* _THE TASK_
Could you write out the records below again, line for line, with nothing changed?

Start RECORDS FOR THE EXERCISE

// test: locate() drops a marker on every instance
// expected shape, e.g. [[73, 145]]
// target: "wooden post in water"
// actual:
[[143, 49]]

End RECORDS FOR THE EXERCISE

* _WORKED ANSWER_
// test: locate() drops a marker on every instance
// expected shape, e.g. [[73, 145]]
// target: "wooden post in water"
// actual:
[[143, 49]]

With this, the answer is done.